Passage

** Begin **

What we bring

“Hello Ms. Lillis.”  Grigor was, as usual, first to arrive in my choir room.  Slightly out of breath from the stairs, he paced awkwardly in front of me – body parallel to the desk but eyes fixed on me.  Without a break in my typing, I glanced up from my computer and smiled.  “Hi Grigor.”  He continued to pace and I continued to type, hoping desperately to finish the task before class started.  A few other students drifted in.  Rayna sat down at the piano and began playing the accompaniment to a piece called “Inscription of Hope.”

“Ms. Lillis?”
“Yes Grigor?” I said, still typing.
“This is one of my favorite pieces.  It is one of my very favorites.”
“Yep, it’s pretty piece.” I smiled without looking up.  So close to finishing …
“Do you want to know why it’s my favorite?”
I sighed, smiled again, and paused.  “Why is it your favorite, Grigor?” I said, looking up at him.  He was talking to me from another one of his awkward positions, the lower half of his body pointing one direction with the upper half rotated about forty-five degrees.
“It’s the melody.  It’s so beautiful.  It reminds me of some old Russian war tunes.  And they are really beautiful.”
The task in front of me forgotten, I stared at him with a mixture of confusion and incomprehension.
“It reminds you … of Russian war tunes?”
“Yes.  Really lovely.”
He looked at me a few moments more, the faintest breath of a smile playing across his face, and then turned to get his music folder.  By now, the missing majority of my choir were streaming in the door and I had less than thirty seconds to wrap my mind around the thought that was about to slip away.  Namely this: that a song called “Inscription of Hope,” which is composed by an American, the lyrics of which were taken from the wall of a Jewish hiding place in Nazi Germany, is beautiful to my Bulgarian student because it reminds him of Russian war tunes.  Wait – what?  Is it just me, or was I staring at veritable onion of irony?

But that’s not actually the thought that was slipping away.  I wrestled a bit more to find it underneath all the layers.  At the core, I found a tiny black hole of questions: what do we bring?  how much does it matter?  is it possible to let go?

** End **

Working data
** Begin **

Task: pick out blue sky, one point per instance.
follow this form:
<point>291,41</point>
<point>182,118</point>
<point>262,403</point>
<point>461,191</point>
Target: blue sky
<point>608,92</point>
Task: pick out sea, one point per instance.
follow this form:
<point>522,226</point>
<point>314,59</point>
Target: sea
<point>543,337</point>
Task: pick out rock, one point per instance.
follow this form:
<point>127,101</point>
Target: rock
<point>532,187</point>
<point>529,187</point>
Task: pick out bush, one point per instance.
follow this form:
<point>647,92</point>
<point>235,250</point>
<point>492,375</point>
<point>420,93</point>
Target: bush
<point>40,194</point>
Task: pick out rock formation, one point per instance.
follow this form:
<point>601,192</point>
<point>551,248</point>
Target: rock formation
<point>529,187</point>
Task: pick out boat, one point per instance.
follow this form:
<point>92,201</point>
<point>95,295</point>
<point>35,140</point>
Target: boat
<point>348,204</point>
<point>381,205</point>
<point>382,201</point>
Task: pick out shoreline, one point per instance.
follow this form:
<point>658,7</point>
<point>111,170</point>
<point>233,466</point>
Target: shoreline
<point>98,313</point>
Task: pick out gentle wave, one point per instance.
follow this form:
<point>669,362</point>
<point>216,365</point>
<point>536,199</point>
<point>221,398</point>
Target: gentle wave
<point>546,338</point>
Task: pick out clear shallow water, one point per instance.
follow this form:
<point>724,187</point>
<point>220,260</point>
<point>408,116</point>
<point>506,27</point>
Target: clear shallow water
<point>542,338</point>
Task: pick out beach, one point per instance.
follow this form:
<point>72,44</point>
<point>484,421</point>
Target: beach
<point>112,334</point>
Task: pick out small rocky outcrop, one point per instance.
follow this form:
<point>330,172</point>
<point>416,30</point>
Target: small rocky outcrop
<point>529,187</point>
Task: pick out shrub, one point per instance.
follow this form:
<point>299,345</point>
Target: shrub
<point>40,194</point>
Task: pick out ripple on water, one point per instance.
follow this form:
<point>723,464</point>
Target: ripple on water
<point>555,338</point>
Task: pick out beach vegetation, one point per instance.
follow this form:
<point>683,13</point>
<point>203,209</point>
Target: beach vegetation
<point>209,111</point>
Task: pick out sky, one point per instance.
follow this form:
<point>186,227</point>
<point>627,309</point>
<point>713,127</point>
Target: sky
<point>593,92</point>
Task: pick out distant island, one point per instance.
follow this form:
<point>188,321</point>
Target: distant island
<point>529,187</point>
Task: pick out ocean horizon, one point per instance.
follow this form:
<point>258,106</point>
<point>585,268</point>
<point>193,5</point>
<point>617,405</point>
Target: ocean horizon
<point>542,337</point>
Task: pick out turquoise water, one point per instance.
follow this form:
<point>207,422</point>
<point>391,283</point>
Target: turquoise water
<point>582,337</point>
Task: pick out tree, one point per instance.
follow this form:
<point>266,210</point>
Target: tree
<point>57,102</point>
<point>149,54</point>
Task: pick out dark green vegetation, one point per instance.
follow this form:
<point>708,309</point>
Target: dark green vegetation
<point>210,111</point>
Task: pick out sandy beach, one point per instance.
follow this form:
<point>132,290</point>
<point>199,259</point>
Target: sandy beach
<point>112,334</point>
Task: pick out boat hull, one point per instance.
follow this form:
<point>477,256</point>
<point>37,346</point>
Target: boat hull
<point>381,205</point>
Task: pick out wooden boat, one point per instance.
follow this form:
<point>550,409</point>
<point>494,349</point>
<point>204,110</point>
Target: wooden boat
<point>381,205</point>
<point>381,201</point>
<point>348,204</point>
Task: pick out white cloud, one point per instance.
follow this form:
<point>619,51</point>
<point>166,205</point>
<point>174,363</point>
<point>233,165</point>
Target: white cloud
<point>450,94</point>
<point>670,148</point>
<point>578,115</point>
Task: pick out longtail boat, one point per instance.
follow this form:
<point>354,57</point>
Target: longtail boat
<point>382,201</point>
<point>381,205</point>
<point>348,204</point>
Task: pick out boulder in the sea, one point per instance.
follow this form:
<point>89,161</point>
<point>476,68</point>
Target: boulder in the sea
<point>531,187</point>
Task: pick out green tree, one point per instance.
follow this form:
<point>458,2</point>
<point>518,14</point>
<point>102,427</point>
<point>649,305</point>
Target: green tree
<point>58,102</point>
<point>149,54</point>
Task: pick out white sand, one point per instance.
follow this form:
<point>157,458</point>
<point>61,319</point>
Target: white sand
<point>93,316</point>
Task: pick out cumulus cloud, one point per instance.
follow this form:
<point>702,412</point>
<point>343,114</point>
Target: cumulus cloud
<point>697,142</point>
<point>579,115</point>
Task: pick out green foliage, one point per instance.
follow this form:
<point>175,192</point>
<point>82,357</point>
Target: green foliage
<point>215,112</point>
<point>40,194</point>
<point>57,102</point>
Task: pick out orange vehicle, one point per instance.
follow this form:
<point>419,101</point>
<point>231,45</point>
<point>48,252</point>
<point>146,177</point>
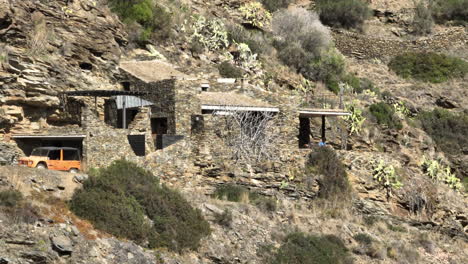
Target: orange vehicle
<point>53,158</point>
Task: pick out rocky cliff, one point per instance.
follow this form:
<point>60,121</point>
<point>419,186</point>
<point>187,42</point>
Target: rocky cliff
<point>48,47</point>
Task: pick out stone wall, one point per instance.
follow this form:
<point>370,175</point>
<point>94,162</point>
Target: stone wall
<point>162,94</point>
<point>104,144</point>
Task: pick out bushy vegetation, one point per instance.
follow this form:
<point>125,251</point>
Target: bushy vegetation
<point>385,115</point>
<point>428,67</point>
<point>13,204</point>
<point>255,14</point>
<point>304,44</point>
<point>386,175</point>
<point>10,198</point>
<point>118,199</point>
<point>227,70</point>
<point>273,5</point>
<point>299,248</point>
<point>224,218</point>
<point>445,10</point>
<point>422,19</point>
<point>448,130</point>
<point>355,120</point>
<point>343,13</point>
<point>155,20</point>
<point>363,238</point>
<point>257,40</point>
<point>325,161</point>
<point>237,193</point>
<point>209,33</point>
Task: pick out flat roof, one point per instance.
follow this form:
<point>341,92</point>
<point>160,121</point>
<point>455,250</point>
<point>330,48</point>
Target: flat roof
<point>230,99</point>
<point>70,137</point>
<point>103,93</point>
<point>56,148</point>
<point>151,71</point>
<point>228,108</point>
<point>323,112</point>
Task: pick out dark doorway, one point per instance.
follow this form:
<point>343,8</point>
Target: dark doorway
<point>126,86</point>
<point>198,123</point>
<point>304,132</point>
<point>110,113</point>
<point>129,116</point>
<point>158,129</point>
<point>137,142</point>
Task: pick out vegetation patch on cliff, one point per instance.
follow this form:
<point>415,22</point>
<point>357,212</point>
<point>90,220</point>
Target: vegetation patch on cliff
<point>129,202</point>
<point>385,115</point>
<point>343,13</point>
<point>325,161</point>
<point>299,248</point>
<point>428,67</point>
<point>448,129</point>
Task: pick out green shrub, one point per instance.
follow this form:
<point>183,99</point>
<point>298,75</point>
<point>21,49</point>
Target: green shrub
<point>363,238</point>
<point>304,44</point>
<point>10,198</point>
<point>273,5</point>
<point>324,161</point>
<point>422,19</point>
<point>343,13</point>
<point>255,14</point>
<point>299,248</point>
<point>385,115</point>
<point>227,70</point>
<point>114,213</point>
<point>428,67</point>
<point>118,198</point>
<point>236,193</point>
<point>263,202</point>
<point>397,228</point>
<point>209,32</point>
<point>257,41</point>
<point>156,22</point>
<point>231,192</point>
<point>224,218</point>
<point>447,129</point>
<point>445,10</point>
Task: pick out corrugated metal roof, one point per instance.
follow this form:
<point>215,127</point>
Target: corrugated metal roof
<point>130,101</point>
<point>151,71</point>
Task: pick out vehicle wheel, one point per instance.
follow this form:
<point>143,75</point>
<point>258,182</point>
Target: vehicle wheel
<point>41,166</point>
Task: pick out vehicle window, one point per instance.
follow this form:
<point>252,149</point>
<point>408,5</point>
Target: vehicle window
<point>54,154</point>
<point>39,152</point>
<point>70,155</point>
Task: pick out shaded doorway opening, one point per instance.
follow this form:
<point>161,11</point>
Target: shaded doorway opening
<point>304,132</point>
<point>198,124</point>
<point>158,129</point>
<point>137,142</point>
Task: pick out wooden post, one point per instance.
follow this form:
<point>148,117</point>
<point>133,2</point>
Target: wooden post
<point>323,129</point>
<point>124,112</point>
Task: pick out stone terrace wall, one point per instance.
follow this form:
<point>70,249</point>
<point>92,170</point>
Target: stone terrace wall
<point>104,144</point>
<point>162,94</point>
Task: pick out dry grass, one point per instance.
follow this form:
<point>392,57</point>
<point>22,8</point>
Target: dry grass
<point>230,99</point>
<point>39,35</point>
<point>151,71</point>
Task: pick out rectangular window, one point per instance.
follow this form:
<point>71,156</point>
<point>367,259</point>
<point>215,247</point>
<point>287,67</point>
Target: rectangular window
<point>69,154</point>
<point>54,154</point>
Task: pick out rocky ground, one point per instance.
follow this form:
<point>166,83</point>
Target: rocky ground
<point>83,46</point>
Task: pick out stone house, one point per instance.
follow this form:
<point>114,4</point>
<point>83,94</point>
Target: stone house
<point>156,106</point>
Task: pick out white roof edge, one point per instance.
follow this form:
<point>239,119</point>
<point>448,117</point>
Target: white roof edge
<point>47,136</point>
<point>240,108</point>
<point>326,113</point>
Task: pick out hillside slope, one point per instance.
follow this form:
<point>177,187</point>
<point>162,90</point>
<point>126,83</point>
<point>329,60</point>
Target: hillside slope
<point>49,47</point>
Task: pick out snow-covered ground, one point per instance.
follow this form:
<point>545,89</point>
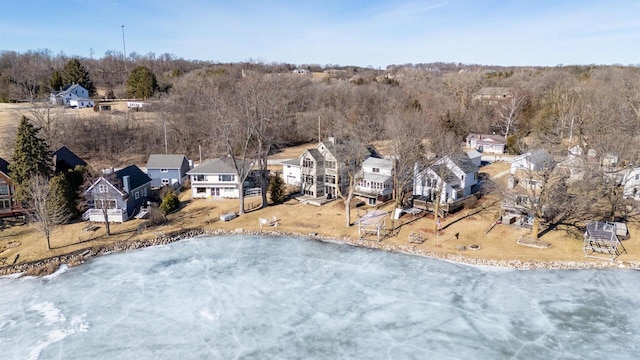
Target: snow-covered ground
<point>278,297</point>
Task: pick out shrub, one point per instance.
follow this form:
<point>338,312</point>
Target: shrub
<point>170,202</point>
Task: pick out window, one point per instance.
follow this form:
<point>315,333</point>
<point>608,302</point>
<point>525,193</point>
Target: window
<point>5,204</point>
<point>307,163</point>
<point>108,204</point>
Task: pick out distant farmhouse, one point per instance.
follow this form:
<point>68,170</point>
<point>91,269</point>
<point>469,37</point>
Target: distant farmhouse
<point>71,95</point>
<point>489,144</point>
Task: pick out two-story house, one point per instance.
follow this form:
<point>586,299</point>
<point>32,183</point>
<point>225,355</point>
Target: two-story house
<point>376,181</point>
<point>453,178</point>
<point>8,205</point>
<point>120,194</point>
<point>319,171</point>
<point>167,170</point>
<point>216,178</point>
<point>68,93</point>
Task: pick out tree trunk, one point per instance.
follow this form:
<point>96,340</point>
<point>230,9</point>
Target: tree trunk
<point>241,197</point>
<point>347,208</point>
<point>536,227</point>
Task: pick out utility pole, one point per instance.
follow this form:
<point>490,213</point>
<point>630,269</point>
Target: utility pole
<point>124,49</point>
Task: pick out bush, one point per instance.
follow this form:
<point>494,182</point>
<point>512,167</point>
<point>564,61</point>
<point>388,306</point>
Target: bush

** End **

What to do
**1.** Convert the records, from the line containing "Task: pick out utility" through the end of the records, inclusive, into a JSON list of strings with one string per line, omitting blank lines.
**2.** Continue the story about Grigor in the choir room from the point where it stops.
The text and the records come from separate sources and have no connection to each other.

Answers to the exercise
**1.**
[
  "Task: pick out utility pole, one point per instance.",
  "follow this form:",
  "<point>490,213</point>",
  "<point>630,269</point>",
  "Target: utility pole",
  "<point>124,49</point>",
  "Task: pick out bush, one point per instance.",
  "follow this form:",
  "<point>494,182</point>",
  "<point>512,167</point>",
  "<point>564,61</point>",
  "<point>388,306</point>",
  "Target: bush"
]

**2.**
To any experience we bring ourselves.  We have nothing but.  Yet, who are we, each?  What is hidden inside each mind, each heart?  Former happenings, former responses, former understandings, former feelings; memories that freeze frame into statues and eventually morph in the acid rain of time.  Each new significant experience is greeted with the momentum gathered by all that went before.  An invisible force drawing us forward.  Every moment, the new is exploded by the old and we inhabit a present perpetually carved by our past.

“I believe in the sun, even when it is not shining,
And I believe in love, even when there’s no one there.
And I believe in God, even when he is silent,
I believe through every trial, there is always a way.”

One song, an array of experiences.  Grigor thought nostalgically of Russian war tunes though he was born on the edges of Russia in a post-Soviet world.  And what about Ranya at the piano?  She’s Rwandan, born on the heels of the genocide.  What does she think of when she plays this piece?  How about Nell, the bouncy American girl who is living overseas for the first time?  What did she bring with her?

In a fleeting moment, I am reminded of the complex depth of life.  I do not know my students.  That is, I do know what lies inside of them – what they have individually brought to my classroom or how they will understand this present moment together.  I know that both matter.  Whether or not it is possible to let the past go and reshape the future, I do not know.

I teach.  And that by faith.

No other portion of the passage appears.